Content starts

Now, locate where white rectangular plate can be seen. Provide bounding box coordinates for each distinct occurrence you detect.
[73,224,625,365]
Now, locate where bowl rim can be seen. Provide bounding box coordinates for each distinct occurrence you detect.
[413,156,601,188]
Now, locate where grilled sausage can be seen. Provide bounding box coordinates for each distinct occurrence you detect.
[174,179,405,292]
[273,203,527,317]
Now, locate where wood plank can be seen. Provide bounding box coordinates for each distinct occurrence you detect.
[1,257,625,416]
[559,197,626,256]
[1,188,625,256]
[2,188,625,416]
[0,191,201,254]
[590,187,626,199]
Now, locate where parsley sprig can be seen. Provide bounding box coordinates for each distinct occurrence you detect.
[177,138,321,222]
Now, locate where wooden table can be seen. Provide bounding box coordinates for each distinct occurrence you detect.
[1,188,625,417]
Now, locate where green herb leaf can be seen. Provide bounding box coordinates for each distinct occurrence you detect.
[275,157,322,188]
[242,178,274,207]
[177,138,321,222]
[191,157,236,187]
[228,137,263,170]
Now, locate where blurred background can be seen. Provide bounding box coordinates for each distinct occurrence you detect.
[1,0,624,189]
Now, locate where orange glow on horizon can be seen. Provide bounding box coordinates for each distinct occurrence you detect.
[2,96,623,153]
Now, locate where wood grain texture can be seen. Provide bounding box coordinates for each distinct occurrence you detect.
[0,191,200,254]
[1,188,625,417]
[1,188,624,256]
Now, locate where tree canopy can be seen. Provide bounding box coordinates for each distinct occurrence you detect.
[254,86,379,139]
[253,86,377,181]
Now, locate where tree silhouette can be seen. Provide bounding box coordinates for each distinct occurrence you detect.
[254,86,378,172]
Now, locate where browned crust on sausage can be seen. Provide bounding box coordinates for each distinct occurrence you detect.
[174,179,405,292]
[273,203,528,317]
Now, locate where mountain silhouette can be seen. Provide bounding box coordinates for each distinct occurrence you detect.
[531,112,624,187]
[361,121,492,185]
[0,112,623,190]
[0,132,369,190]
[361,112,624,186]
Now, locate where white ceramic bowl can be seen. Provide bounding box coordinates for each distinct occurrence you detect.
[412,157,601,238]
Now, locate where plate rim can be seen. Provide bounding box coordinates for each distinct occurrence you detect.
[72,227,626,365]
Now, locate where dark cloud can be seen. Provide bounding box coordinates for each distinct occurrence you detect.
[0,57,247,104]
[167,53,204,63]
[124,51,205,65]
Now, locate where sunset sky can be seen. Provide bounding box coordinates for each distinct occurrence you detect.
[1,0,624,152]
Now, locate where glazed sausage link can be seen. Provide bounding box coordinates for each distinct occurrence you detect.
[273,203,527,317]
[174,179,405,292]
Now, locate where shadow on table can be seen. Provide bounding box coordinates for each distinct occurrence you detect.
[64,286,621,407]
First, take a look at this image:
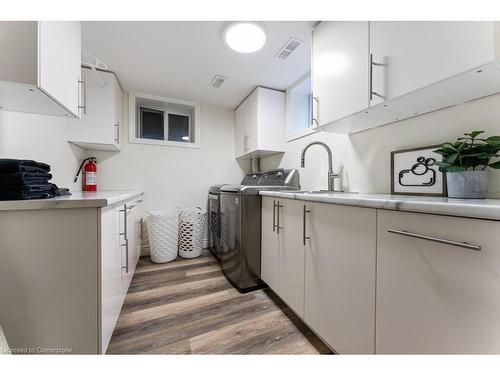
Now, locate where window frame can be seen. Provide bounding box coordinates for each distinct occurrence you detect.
[129,92,201,149]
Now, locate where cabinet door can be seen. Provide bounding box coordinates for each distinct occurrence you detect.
[279,199,305,318]
[376,210,500,354]
[370,21,496,104]
[261,197,279,291]
[38,21,81,117]
[129,198,144,274]
[245,89,258,153]
[67,69,122,150]
[234,100,247,157]
[312,22,369,126]
[100,205,123,353]
[121,203,136,292]
[113,73,123,146]
[305,202,376,353]
[256,88,285,153]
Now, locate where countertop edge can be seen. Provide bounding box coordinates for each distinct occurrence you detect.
[0,191,144,211]
[259,191,500,221]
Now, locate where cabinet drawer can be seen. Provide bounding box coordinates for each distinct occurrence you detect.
[376,210,500,354]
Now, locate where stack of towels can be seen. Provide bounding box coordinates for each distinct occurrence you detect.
[0,159,58,200]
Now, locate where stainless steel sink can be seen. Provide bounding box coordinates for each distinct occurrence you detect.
[292,190,335,194]
[290,190,357,195]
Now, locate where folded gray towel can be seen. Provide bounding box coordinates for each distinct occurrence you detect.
[0,159,50,173]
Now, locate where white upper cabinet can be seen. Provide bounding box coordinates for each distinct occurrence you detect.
[0,21,82,118]
[312,21,370,126]
[234,87,285,159]
[312,21,500,134]
[370,21,498,104]
[67,69,123,151]
[38,22,82,117]
[234,98,247,158]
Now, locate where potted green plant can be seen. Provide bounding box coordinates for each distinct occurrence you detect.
[434,131,500,198]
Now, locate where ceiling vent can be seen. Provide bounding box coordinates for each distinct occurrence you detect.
[275,38,303,60]
[210,75,228,88]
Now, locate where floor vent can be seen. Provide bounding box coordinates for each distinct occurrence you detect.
[275,38,303,60]
[210,75,228,88]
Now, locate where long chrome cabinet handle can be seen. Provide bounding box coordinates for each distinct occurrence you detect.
[303,205,310,246]
[120,204,130,272]
[369,53,373,101]
[121,239,129,272]
[115,122,120,144]
[272,200,276,232]
[243,134,249,153]
[119,207,126,236]
[78,75,87,115]
[276,202,283,234]
[370,54,385,100]
[312,95,319,126]
[387,229,481,251]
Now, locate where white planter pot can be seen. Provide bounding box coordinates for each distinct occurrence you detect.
[446,170,488,199]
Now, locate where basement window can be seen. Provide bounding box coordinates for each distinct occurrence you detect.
[129,92,200,148]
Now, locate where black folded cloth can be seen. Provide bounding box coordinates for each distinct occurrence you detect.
[0,172,52,187]
[0,159,51,173]
[0,183,58,200]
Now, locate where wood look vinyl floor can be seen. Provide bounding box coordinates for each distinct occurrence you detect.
[107,250,332,354]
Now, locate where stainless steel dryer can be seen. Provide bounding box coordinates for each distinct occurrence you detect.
[220,169,299,292]
[208,184,225,260]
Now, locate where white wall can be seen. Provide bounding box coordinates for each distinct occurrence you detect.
[261,92,500,198]
[0,111,86,190]
[93,93,244,211]
[0,94,244,211]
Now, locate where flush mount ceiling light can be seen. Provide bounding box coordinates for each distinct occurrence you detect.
[223,22,267,53]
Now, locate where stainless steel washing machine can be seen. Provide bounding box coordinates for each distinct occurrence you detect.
[220,169,299,292]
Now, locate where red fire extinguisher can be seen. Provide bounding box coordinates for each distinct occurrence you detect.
[74,157,97,191]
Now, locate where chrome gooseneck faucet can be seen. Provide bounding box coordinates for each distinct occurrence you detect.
[300,141,341,192]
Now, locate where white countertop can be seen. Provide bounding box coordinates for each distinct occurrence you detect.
[259,191,500,220]
[0,190,144,211]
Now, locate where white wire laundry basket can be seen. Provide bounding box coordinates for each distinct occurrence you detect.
[178,207,207,258]
[146,209,180,263]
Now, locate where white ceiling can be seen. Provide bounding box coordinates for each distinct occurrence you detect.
[82,21,314,109]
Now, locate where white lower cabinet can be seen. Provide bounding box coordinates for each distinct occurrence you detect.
[279,199,306,317]
[261,197,376,352]
[100,204,124,352]
[0,194,143,354]
[376,210,500,354]
[304,202,376,354]
[262,198,500,354]
[121,198,144,294]
[261,197,280,291]
[101,196,144,351]
[261,198,305,317]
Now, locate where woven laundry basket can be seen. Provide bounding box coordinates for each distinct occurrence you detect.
[178,207,207,259]
[146,209,180,263]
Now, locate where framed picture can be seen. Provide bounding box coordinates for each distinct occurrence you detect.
[391,145,446,196]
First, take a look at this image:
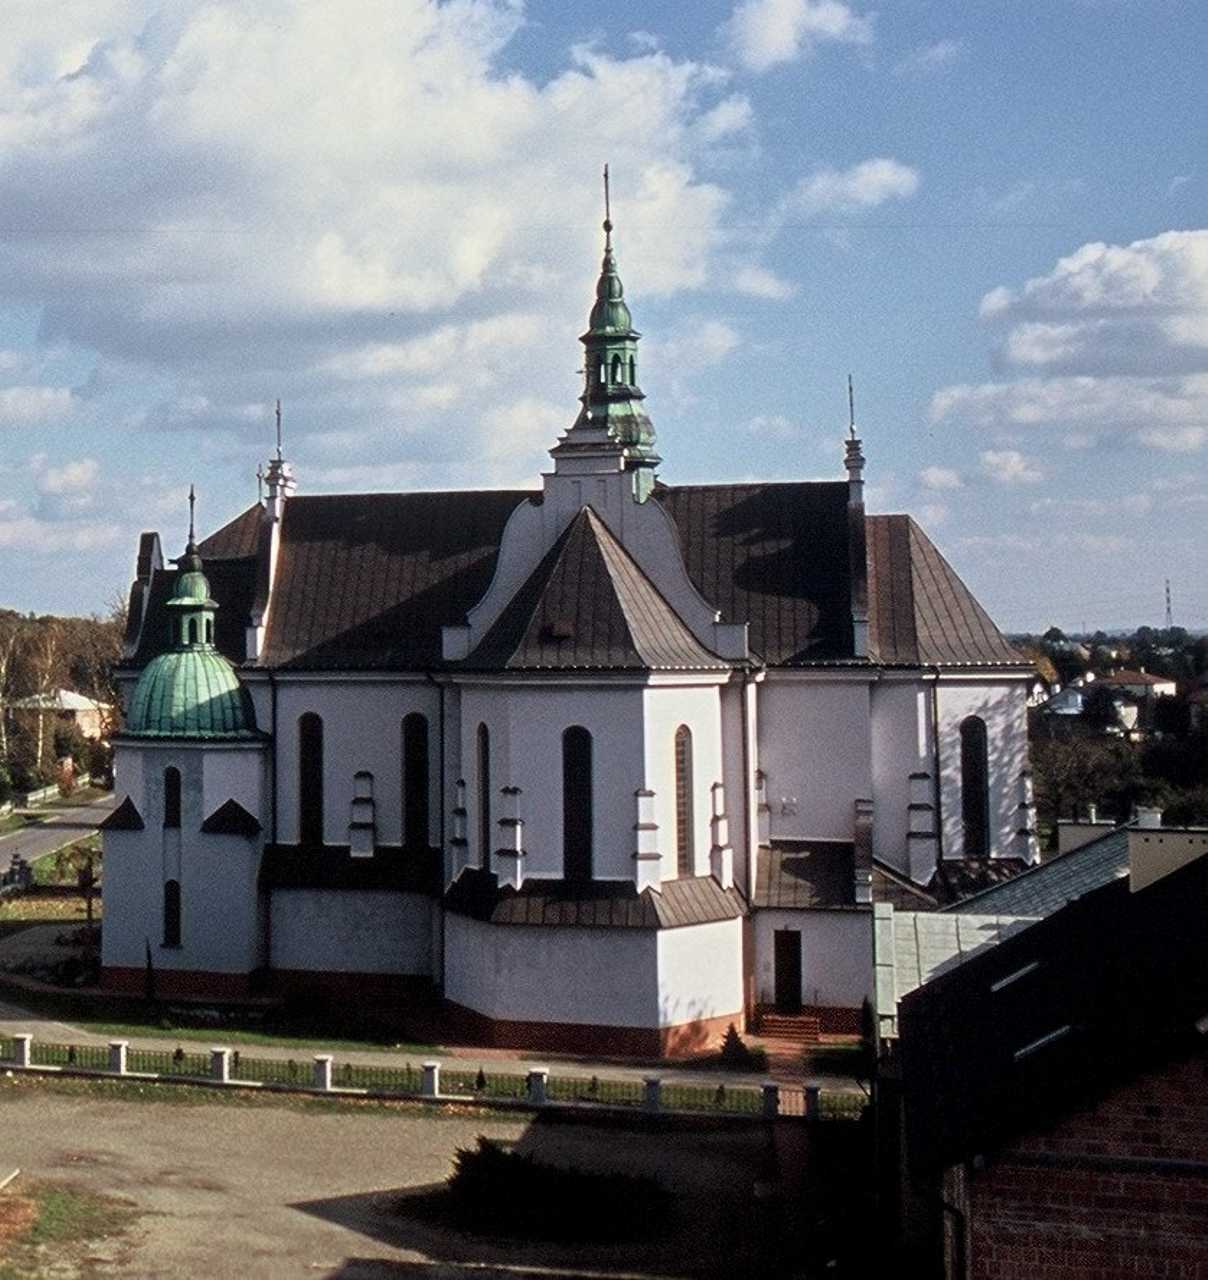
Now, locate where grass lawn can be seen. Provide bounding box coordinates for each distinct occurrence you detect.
[73,1015,437,1055]
[0,892,97,925]
[0,1176,139,1280]
[0,813,45,837]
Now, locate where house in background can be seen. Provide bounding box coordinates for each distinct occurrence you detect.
[5,689,113,741]
[101,201,1039,1055]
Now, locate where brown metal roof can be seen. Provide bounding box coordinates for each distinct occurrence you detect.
[752,841,859,910]
[445,866,744,928]
[468,507,727,672]
[867,515,1024,666]
[128,484,1022,674]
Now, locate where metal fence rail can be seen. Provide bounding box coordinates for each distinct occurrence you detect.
[0,1032,865,1122]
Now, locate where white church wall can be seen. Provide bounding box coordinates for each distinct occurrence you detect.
[642,682,725,880]
[459,682,646,881]
[200,745,267,828]
[100,827,161,971]
[870,678,932,876]
[174,832,263,973]
[752,910,873,1009]
[758,676,873,841]
[111,745,144,818]
[270,889,432,975]
[656,918,744,1028]
[275,678,440,846]
[935,677,1031,861]
[443,914,659,1027]
[719,679,753,895]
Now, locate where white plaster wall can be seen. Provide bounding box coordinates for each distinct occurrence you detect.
[270,890,432,975]
[201,745,268,829]
[753,910,873,1008]
[444,914,659,1026]
[870,679,931,875]
[111,745,144,817]
[656,918,744,1027]
[275,679,440,846]
[719,679,752,896]
[935,677,1031,861]
[459,682,646,880]
[757,677,873,840]
[642,683,725,881]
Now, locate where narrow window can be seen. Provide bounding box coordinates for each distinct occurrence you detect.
[299,712,324,845]
[187,618,198,644]
[163,879,181,947]
[205,618,214,644]
[610,354,622,384]
[628,355,636,384]
[961,716,990,858]
[163,767,181,829]
[675,726,694,877]
[477,723,491,869]
[562,726,593,883]
[403,712,430,849]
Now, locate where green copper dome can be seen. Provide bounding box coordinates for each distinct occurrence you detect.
[125,533,257,739]
[587,227,635,335]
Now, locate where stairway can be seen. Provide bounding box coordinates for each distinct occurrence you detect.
[753,1007,821,1046]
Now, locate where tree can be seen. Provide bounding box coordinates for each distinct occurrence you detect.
[0,611,25,761]
[24,617,64,776]
[1043,626,1067,644]
[52,837,101,931]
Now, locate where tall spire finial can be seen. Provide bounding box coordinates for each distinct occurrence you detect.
[187,483,196,547]
[256,463,264,504]
[275,398,283,460]
[847,373,856,440]
[603,163,612,249]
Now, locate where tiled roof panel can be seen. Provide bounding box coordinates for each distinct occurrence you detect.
[947,830,1130,918]
[199,505,263,560]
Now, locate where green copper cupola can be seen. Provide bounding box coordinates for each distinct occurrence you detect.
[553,168,659,501]
[125,489,257,739]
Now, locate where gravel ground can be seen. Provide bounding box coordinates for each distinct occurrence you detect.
[0,1080,777,1278]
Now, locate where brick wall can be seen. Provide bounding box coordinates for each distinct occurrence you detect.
[962,1049,1208,1279]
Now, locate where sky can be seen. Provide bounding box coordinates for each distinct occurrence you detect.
[0,0,1204,632]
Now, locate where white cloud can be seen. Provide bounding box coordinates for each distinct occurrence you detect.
[650,319,742,372]
[917,502,949,526]
[726,0,872,73]
[894,39,963,77]
[734,265,796,300]
[697,94,753,141]
[0,510,121,551]
[0,385,75,426]
[784,158,920,216]
[35,456,100,494]
[747,414,801,439]
[980,449,1043,485]
[918,465,962,491]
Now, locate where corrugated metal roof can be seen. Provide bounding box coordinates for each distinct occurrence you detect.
[752,842,857,909]
[890,911,1035,1002]
[445,867,743,929]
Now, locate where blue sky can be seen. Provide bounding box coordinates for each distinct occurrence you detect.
[0,0,1204,631]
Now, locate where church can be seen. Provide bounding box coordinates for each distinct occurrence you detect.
[101,200,1038,1056]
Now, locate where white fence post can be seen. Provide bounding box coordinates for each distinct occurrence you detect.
[527,1067,549,1106]
[108,1041,128,1075]
[421,1061,441,1098]
[762,1082,780,1119]
[643,1076,661,1113]
[313,1055,333,1091]
[210,1048,230,1083]
[13,1034,31,1068]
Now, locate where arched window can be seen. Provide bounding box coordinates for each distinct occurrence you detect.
[299,713,324,845]
[163,879,181,947]
[674,726,694,877]
[163,767,181,829]
[205,618,214,644]
[960,716,990,858]
[187,618,198,645]
[403,713,430,849]
[628,355,636,384]
[477,723,491,869]
[610,354,622,384]
[562,726,593,883]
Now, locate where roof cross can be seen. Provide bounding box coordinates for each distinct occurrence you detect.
[603,164,612,248]
[187,483,196,545]
[847,374,857,440]
[275,398,283,461]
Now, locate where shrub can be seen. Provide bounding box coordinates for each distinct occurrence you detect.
[717,1022,767,1072]
[446,1137,671,1241]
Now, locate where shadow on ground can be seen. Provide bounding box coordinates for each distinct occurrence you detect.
[294,1116,802,1278]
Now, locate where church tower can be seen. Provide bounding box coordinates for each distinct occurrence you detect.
[551,167,660,501]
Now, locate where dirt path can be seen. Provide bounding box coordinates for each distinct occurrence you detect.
[0,1079,775,1278]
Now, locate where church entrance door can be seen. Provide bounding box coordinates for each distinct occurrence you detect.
[773,929,802,1012]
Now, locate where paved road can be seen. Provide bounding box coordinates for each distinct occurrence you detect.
[0,790,114,874]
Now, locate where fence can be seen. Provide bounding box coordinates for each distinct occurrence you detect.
[0,1032,864,1123]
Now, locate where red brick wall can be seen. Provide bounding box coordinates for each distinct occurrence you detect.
[965,1050,1208,1279]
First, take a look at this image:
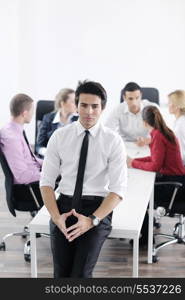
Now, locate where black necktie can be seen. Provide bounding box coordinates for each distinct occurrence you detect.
[23,130,36,159]
[72,130,89,211]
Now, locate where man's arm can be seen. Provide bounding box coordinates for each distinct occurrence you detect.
[92,192,121,219]
[39,130,76,238]
[66,192,121,242]
[40,186,73,238]
[135,136,151,147]
[40,186,60,223]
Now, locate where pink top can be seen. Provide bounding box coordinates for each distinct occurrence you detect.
[0,121,42,184]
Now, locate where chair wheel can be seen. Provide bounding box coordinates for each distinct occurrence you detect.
[173,223,180,236]
[0,242,6,251]
[152,255,159,263]
[24,254,31,262]
[154,222,161,229]
[24,240,31,262]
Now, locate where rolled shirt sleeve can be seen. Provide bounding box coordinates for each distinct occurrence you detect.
[40,131,61,189]
[107,134,128,199]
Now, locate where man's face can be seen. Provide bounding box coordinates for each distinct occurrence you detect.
[124,90,142,114]
[23,103,34,123]
[77,93,103,129]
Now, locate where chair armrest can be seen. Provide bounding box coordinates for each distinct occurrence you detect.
[155,182,183,188]
[14,181,40,188]
[28,181,40,186]
[14,182,42,210]
[155,181,183,214]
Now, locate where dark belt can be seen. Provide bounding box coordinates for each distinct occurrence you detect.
[60,193,104,201]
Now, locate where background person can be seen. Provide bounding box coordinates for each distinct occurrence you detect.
[168,90,185,165]
[0,93,42,184]
[127,105,185,244]
[105,82,159,146]
[36,88,78,156]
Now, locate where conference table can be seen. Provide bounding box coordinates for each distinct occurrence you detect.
[29,142,156,278]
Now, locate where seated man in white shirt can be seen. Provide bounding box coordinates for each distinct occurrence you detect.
[105,82,159,146]
[40,80,127,278]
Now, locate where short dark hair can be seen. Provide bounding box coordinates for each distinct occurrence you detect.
[123,82,142,95]
[120,82,142,102]
[10,93,34,117]
[75,80,107,109]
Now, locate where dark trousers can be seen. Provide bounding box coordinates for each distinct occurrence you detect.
[50,194,112,278]
[141,174,185,240]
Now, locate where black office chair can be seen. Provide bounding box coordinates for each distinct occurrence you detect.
[152,176,185,262]
[120,87,160,105]
[0,147,44,262]
[34,100,54,155]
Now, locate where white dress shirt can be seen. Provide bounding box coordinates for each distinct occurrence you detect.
[40,120,127,199]
[104,100,159,142]
[174,115,185,165]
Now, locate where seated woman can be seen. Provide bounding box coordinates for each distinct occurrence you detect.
[127,105,185,245]
[36,88,78,156]
[168,90,185,165]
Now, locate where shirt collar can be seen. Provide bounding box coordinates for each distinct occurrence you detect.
[52,111,78,124]
[9,121,24,133]
[52,111,60,124]
[75,120,101,137]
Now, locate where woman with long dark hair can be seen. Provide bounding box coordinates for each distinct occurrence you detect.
[127,105,185,245]
[127,105,185,174]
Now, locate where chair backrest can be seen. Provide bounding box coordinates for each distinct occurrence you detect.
[141,87,159,104]
[0,147,43,216]
[155,175,185,215]
[0,147,16,216]
[120,87,160,105]
[34,100,54,153]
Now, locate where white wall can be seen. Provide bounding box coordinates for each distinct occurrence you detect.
[1,0,185,143]
[0,0,20,126]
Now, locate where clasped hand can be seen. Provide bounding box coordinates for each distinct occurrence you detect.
[55,209,93,242]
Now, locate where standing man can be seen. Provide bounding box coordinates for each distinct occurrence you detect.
[0,93,42,184]
[105,82,159,146]
[40,80,127,278]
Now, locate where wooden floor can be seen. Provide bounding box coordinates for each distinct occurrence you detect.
[0,167,185,278]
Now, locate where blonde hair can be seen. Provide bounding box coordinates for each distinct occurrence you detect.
[168,90,185,115]
[54,88,75,111]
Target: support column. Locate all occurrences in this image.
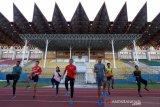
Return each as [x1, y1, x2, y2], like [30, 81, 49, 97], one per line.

Content ends

▶ **Exercise description**: Your output should consist solely of the lines from the line containing "Now, locate where clasped" through the last line of the entries, verbatim, minus any pictures.

▶ **Answer below**:
Now, locate where clasped hand can be seen. Provide bounding box coordinates for each distinct occurrence you detect.
[55,209,93,242]
Now, locate where standing man can be seen. Provide bounding box coordinates for each distinct occurrence you detect.
[0,93,42,184]
[105,82,159,146]
[40,80,127,278]
Now, locate where wooden floor can be seen. Provide bounding box coordinates for each distinct occurrence you detect.
[0,167,185,278]
Now, locate where blonde hair can be seen. Provide bounding box coordinates for each distinct occurrence you detect.
[168,90,185,115]
[54,88,75,111]
Target: support column. Locate all occurrences in this image.
Return each as [x1, y1, x2, y2], like [30, 81, 49, 97], one per line.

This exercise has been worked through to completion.